Problem requirements: Turn every line of the records below into a numbered list, skipping blank lines and leaving out the pictures.

Given entries:
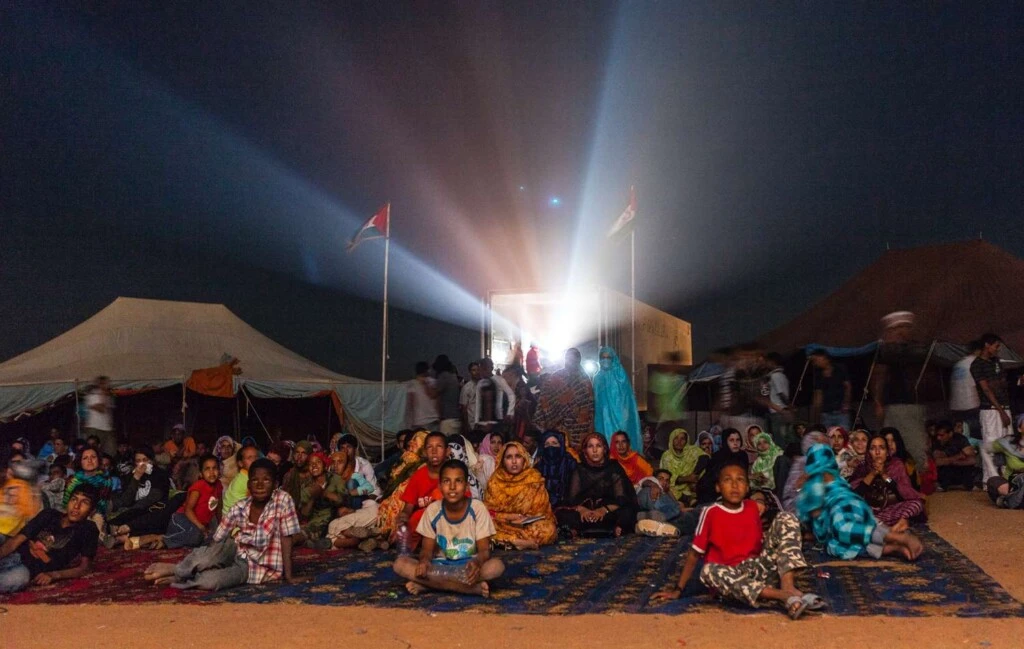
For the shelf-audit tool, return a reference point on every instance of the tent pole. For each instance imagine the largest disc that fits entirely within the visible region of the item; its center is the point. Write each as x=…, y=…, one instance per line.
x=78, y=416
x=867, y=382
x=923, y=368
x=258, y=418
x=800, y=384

Written answer:
1. For the shelf-audit tool, return a reference point on every instance of the tent pole. For each instance imagine the largest disc that fits entirely within the visible region of the item; its center is the point. Write each as x=…, y=…, one instance per line.
2. x=78, y=416
3. x=867, y=382
4. x=923, y=368
5. x=258, y=418
6. x=800, y=384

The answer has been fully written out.